■ **Exercise**: Please format every line of the rows below as a JSON list of strings, one string per line, skipping blank lines. Leave the pictures out of the answer.

· · · ·

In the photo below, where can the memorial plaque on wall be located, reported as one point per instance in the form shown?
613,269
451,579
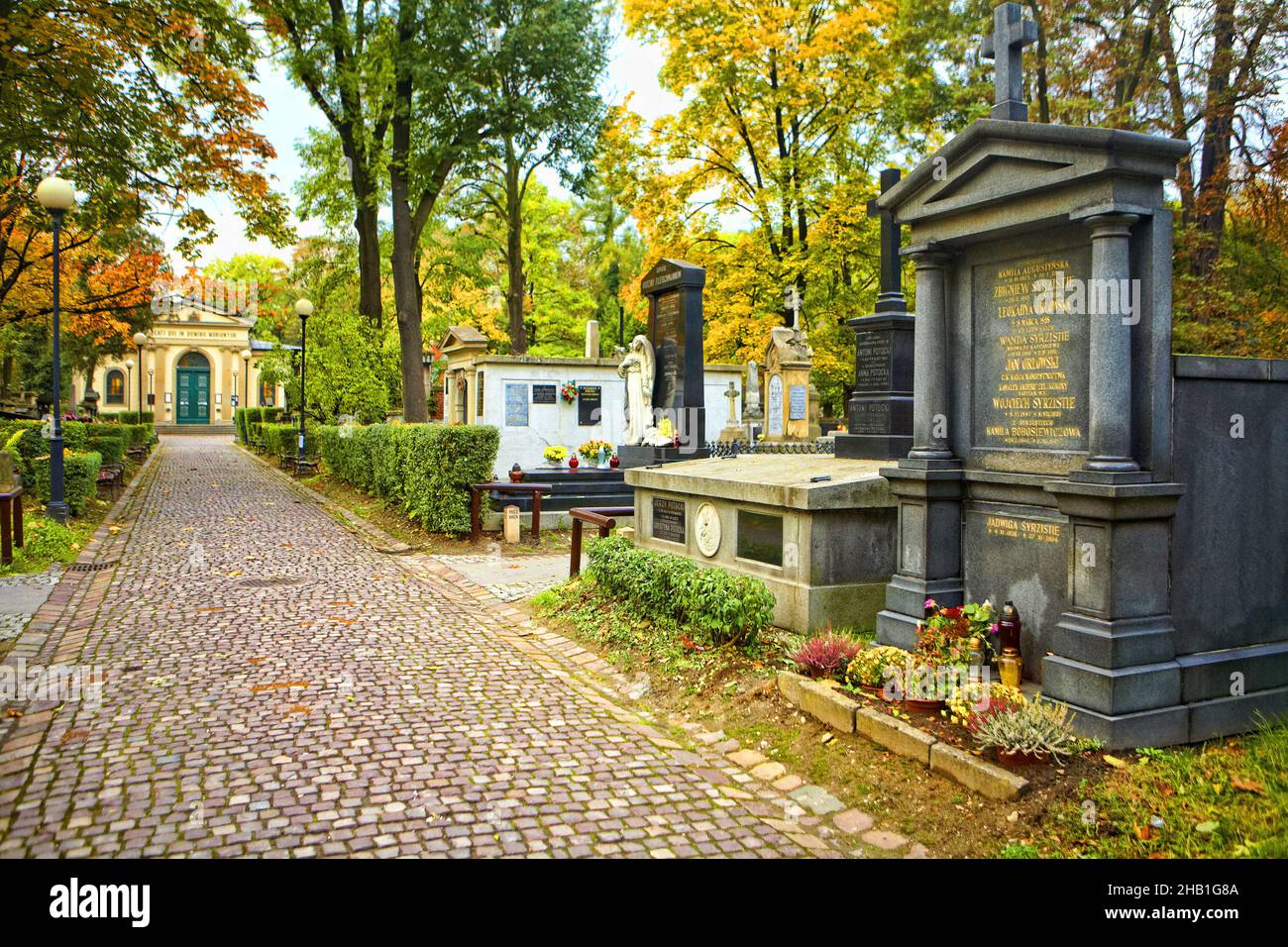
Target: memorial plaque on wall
590,403
668,519
870,418
515,406
760,538
872,363
797,401
1031,352
1022,560
774,410
668,350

· · · ·

■ **The reply**:
[
  "In the photo below, where can the memorial plaque on wall be located, reported as one point per instance in the form shown?",
  "613,269",
  "451,579",
  "Target: memorial plaque on wall",
  "590,403",
  "668,519",
  "870,418",
  "515,406",
  "760,538",
  "872,363",
  "797,401",
  "1031,352",
  "1022,560",
  "774,410",
  "668,350"
]